QUESTIONS À TRAITER:
A - Selon le texte sur les fractures de la hanche, quelle quantité de corail naturel peut-on injecter dans le col du fémur non fracturé ?
B - Poursuivez le texte sur les fractures de la hanche après sa dernière phrase.
===== TEXTE À LIRE =====
Il y a une trentaine d'années, on "attendait" la fracture du côté opposé. Il y a une trentaine d'années, on opérait de temps en temps des fractures de la hanche chez des personnes âgées de plus de quatre-vingts ans. Personne ne se précipitait pour le faire tant les résultats étaient décevants.
On ne peut pas, on ne doit plus aujourd'hui, avoir cette attitude passive et frileuse, compte tenu des renseignements que nous avons sur l'état de l'os.

Peut-on améliorer techniquement le diagnostic ?

Compte tenu de ce qui vient d'être dit, il est indispensable de connaître l'état densitométrique de l'os. Il serait - à l'évidence - trop aléatoire de compter sur la mesure de la DMO des deux hanches qui, par hasard, aurait été demandée quelques jours avant une fracture.

Il est impossible aujourd'hui - techniquement et pratiquement - de demander une densitométrie osseuse de la hanche opposée saine chez un patient qui vient de se fracturer la hanche.

Il suffirait pourtant qu'un grand groupe industriel d'imagerie médicale couple - soit en une soit en deux machines - une radiographie conventionnelle (pour la hanche fracturée) et une densitométrie tridimensionnelle (pour la hanche contro latérale) afin de pouvoir, sans déplacer le patient fracturé donc douloureux, étudier la fracture et mesurer l'état minéral de l'os sain.

Ainsi, pourrait-on, dans des conditions bien précises, traiter en même temps les deux hanches, à deux équipes, pour ne pas allonger le temps opératoire.

Quelle technique faut-il employer pour traiter préventivement ?

Dans l'état actuel des choses, la technique consiste à injecter une quantité variable de corail naturel à l'intérieur du col du fémur non fracturé. La densitométrie osseuse ayant donné - à titre indicatif - le siège où se trouve la plus grande perte minérale osseuse. On peut ainsi injecter de six à dix-huit grammes de corail naturel.
===== INFORMATIONS SOURCES =====
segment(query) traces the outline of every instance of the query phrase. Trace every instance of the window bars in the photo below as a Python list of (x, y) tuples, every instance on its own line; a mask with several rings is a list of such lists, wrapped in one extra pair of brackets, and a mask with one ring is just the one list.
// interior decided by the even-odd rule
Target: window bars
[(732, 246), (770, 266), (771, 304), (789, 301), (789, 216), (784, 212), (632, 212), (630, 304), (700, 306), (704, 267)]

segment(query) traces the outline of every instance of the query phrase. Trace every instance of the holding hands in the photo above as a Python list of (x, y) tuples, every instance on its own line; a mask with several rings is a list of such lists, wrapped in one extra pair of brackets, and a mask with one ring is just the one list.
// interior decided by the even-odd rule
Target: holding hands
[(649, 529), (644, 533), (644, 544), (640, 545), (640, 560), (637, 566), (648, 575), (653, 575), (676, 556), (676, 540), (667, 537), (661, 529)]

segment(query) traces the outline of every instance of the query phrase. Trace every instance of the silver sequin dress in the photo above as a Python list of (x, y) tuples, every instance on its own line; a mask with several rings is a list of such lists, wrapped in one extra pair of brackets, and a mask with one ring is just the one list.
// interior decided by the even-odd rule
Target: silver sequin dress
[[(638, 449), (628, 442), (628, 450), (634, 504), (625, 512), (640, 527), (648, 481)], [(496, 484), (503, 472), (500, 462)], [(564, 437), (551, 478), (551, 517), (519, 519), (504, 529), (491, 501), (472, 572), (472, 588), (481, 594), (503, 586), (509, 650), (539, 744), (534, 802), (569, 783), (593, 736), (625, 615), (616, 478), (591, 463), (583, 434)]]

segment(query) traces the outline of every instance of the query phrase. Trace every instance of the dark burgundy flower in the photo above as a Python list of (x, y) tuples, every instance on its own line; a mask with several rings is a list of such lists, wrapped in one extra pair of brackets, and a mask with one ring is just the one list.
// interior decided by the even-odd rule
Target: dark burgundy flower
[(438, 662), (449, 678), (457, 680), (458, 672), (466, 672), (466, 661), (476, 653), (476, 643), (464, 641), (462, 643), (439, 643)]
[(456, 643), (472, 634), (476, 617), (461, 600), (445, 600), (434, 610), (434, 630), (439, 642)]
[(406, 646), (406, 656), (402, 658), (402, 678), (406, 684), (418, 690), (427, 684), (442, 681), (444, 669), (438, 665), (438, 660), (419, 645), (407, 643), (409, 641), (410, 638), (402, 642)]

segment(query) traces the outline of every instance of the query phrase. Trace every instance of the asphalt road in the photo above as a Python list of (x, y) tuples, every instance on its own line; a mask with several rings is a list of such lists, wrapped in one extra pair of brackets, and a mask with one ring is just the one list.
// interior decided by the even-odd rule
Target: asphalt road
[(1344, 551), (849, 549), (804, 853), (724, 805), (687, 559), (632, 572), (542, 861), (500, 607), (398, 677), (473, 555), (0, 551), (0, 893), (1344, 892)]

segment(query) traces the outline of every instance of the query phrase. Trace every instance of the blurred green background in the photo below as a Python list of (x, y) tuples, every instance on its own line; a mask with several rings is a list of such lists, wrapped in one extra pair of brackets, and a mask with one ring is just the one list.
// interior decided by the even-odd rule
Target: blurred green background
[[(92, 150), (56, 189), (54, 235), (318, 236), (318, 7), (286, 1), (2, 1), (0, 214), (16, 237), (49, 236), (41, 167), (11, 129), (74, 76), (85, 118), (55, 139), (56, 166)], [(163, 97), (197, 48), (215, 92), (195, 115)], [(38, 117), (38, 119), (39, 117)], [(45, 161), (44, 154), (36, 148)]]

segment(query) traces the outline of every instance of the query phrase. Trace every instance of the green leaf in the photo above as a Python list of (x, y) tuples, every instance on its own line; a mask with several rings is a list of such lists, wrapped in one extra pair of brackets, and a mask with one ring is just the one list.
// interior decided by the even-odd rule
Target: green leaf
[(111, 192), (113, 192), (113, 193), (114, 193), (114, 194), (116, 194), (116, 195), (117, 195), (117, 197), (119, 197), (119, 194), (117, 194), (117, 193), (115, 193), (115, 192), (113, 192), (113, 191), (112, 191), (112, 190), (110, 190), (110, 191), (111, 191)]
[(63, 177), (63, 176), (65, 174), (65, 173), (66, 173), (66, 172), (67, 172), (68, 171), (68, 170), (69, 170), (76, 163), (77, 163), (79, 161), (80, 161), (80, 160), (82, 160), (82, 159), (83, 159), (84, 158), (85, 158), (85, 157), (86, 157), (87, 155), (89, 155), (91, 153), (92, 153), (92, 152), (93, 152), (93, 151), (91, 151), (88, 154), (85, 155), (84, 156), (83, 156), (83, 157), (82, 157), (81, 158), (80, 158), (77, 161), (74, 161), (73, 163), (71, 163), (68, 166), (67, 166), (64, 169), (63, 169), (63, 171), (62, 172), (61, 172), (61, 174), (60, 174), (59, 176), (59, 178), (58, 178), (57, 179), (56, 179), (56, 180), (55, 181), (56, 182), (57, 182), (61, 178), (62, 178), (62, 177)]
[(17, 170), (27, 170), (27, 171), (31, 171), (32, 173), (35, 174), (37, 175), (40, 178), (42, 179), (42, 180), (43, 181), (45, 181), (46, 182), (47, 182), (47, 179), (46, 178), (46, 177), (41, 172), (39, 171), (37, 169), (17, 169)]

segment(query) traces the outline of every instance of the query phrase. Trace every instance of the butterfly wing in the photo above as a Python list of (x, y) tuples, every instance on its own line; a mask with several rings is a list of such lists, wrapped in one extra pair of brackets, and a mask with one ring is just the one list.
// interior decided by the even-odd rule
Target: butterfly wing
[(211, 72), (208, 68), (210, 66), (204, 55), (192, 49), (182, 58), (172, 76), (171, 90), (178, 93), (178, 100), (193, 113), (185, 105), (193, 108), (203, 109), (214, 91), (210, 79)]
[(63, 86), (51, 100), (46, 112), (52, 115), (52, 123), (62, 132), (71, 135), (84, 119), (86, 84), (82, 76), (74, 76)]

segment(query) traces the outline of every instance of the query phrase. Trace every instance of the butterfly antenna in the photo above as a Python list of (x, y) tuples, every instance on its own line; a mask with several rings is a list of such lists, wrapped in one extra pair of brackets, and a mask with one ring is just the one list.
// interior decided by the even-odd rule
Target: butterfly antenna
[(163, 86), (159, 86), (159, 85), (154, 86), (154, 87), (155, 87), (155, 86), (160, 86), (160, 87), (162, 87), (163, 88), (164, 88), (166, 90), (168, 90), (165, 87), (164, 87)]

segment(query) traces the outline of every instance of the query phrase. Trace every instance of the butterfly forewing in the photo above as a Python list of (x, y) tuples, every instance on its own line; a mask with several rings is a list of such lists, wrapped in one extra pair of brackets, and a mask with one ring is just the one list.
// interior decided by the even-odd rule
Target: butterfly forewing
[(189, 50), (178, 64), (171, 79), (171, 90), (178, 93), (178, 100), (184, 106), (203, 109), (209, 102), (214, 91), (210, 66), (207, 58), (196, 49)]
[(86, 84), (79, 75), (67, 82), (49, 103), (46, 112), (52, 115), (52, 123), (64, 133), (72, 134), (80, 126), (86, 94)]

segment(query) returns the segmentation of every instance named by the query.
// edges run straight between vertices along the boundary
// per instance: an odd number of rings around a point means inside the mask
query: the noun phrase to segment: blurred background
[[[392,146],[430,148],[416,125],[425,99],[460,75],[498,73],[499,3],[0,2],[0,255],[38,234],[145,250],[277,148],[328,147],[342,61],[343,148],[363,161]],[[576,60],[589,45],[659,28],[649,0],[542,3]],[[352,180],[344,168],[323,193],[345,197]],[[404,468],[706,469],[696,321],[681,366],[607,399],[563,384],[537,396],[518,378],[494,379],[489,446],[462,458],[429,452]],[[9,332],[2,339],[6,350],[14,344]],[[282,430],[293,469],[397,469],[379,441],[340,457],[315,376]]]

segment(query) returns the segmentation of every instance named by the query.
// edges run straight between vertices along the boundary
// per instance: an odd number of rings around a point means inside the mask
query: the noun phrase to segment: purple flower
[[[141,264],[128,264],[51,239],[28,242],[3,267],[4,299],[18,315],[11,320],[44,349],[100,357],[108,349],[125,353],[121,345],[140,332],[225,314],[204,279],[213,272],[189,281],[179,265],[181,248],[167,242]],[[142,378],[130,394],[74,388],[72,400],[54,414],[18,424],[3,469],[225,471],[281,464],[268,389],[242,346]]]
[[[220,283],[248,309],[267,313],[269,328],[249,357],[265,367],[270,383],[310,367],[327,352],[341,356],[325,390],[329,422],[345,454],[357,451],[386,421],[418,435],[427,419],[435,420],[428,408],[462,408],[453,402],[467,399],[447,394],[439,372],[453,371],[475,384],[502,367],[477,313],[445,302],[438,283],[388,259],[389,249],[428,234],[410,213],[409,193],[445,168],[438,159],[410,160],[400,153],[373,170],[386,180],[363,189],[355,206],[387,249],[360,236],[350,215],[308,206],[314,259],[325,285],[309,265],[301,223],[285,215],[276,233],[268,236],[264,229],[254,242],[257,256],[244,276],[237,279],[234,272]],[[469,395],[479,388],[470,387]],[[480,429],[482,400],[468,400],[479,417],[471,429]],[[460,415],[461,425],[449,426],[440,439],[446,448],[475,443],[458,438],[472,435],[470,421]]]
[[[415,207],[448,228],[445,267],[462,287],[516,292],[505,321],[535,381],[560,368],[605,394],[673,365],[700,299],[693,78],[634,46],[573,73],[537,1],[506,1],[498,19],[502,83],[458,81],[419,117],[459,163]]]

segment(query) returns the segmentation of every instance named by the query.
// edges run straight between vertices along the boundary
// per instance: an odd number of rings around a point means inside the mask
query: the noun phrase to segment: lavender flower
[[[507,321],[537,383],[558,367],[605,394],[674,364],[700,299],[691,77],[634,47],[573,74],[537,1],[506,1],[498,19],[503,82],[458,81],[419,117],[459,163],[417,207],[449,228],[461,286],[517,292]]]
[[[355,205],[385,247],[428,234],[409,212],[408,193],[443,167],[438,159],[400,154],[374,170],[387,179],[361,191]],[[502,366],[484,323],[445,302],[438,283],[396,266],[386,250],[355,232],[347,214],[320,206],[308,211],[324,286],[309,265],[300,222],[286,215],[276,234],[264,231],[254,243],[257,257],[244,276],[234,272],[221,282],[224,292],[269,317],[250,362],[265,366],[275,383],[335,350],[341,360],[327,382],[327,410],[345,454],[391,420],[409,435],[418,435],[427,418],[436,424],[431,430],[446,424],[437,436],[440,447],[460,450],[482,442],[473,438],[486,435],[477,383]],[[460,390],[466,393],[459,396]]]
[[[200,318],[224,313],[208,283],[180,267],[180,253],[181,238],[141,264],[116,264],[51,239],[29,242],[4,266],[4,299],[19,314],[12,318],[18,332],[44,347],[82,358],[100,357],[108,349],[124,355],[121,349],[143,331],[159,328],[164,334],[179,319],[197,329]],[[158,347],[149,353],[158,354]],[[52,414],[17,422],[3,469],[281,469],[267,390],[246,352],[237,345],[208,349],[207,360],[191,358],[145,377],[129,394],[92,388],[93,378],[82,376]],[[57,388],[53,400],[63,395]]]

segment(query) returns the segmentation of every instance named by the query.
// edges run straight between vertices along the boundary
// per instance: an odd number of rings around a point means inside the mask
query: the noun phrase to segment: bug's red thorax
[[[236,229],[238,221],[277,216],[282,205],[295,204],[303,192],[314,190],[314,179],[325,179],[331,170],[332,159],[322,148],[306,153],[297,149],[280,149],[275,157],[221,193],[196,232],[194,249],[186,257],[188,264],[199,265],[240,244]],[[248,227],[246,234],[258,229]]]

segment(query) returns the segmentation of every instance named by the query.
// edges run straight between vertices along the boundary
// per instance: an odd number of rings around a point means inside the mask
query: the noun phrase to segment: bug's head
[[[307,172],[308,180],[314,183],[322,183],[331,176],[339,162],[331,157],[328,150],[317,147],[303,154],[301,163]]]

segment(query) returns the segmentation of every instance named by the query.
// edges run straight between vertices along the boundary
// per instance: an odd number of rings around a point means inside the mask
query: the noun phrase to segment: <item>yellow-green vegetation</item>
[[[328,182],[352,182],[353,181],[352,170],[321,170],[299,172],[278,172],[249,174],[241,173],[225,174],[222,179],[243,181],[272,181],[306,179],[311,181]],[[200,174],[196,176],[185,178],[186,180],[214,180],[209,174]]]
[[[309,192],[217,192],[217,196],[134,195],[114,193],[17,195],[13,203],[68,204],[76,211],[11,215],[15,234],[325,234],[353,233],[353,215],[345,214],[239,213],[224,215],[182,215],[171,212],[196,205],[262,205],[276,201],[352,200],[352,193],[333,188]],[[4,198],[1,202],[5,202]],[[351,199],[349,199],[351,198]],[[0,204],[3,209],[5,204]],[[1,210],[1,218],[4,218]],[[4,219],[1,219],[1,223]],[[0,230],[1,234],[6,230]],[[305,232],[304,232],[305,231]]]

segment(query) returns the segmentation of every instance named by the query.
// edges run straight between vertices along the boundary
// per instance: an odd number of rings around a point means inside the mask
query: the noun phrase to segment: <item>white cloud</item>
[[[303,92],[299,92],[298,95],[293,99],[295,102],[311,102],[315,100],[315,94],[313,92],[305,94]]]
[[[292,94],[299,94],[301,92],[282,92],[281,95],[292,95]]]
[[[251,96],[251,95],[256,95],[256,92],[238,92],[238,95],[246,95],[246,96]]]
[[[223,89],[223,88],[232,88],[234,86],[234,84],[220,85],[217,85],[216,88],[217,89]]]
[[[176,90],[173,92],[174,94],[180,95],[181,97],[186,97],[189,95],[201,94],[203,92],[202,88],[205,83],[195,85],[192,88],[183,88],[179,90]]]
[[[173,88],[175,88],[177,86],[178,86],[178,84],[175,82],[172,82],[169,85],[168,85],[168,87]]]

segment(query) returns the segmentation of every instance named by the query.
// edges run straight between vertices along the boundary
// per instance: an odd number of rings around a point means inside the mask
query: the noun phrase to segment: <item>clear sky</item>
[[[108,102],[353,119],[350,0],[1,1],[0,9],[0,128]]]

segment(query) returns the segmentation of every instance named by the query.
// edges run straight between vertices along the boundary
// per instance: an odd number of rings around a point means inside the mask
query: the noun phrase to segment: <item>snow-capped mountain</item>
=====
RÉPONSES PAR TÂCHE:
A - De six à dix-huit grammes.

B -
En savoir plus : technique d'injection du corail

Il est capital de souligner le point suivant : tant que le corail naturel n'est pas résorbé, la "solidité" de la hanche greffée ne sera en rien modifiée. En effet, ce n'est pas le fait d'injecter une "pierre" (même s'il s'agit d'un squelette de madrépore) prenons cette image et demandons pardon au corail - dans un os qui va en modifier la résistance lors d'un choc, du moins tant qu'il n'y aura pas de "connexion biologique" entre les deux...

Par contre, au fur et à mesure que le corail se transforme en os, la résistance mécanique de l'os greffé augmente. Lorsque la transformation est achevée, l'os nouveau et l'os préexistant à la greffe redonnent au fémur une solidité d'autant plus grande que la densitométrie osseuse est plus élevée.

Il faut donc prévenir l'opéré de cet inévitable délai qui correspond à la mise en oeuvre de phénomènes biologiques. Dès la greffe en place, il est fondamental de faire marcher l'opéré en appui complet. Il est fondamental qu'il marche le plus souvent et le plus longtemps possible. Pourquoi ? Parce que nous avons affaire à des phénomènes biologiques. Le corail naturel a besoin d'un apport cellulaire pour se transformer (se biodégrader). Seule la vascularisation peut apporter au coeur du biomatériau ces cellules. Tout le monde sait que l'exercice physique stimule et développe d'autant plus cette vascularisation qu'il est pratiqué régulièrement et de façon prolongée. C'est vrai pour tous les muscles - les cardiaques le savent bien - c'est aussi vrai pour l'os.

Oui à la marche, non à la chute les premiers mois suivants la greffe.